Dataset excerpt
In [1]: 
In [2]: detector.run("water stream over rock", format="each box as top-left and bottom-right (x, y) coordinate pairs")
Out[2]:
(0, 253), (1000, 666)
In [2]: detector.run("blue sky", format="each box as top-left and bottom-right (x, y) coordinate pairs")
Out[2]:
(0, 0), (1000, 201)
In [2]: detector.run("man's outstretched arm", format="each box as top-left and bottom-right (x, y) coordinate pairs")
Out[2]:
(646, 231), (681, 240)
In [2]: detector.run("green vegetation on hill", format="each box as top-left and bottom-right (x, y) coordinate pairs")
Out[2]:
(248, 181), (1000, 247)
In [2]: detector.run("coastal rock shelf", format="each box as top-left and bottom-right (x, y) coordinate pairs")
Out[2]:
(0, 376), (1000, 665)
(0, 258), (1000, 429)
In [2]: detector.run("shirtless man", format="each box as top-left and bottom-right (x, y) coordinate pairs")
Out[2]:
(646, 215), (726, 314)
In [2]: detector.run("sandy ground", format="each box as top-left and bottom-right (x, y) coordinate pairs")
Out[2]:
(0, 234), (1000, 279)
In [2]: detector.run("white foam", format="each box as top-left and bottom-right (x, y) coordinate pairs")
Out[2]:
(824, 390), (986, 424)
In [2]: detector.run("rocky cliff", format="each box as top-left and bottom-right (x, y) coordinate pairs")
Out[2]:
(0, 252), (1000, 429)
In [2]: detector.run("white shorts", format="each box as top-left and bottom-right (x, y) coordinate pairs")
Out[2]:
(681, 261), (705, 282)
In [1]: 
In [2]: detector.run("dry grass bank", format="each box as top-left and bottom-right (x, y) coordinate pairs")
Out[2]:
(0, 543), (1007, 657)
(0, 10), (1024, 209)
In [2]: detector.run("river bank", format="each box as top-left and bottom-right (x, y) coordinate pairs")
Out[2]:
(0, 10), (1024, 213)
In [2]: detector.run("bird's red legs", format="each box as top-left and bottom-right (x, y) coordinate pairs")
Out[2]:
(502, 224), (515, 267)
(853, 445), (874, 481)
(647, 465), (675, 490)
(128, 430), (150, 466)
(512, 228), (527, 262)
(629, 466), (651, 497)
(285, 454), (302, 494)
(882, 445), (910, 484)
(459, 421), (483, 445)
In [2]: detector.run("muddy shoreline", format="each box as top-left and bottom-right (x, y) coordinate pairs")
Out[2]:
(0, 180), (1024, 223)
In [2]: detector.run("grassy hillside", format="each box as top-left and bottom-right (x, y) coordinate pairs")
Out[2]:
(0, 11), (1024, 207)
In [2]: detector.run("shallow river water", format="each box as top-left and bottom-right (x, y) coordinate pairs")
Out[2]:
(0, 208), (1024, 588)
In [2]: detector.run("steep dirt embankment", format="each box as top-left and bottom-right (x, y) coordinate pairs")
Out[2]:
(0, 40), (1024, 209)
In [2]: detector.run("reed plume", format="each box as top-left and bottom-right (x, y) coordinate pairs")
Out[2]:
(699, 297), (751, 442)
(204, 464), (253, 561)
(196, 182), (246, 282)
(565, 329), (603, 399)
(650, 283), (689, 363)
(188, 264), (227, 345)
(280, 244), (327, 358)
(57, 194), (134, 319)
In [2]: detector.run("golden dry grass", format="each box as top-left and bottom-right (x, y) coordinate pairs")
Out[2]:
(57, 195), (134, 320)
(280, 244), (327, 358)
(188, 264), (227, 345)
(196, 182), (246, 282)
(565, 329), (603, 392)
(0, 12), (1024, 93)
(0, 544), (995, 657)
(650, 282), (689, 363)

> **Written task**:
Please count how many lines of the records contain the word "white" and reply with only that number.

> **Expected answer**:
2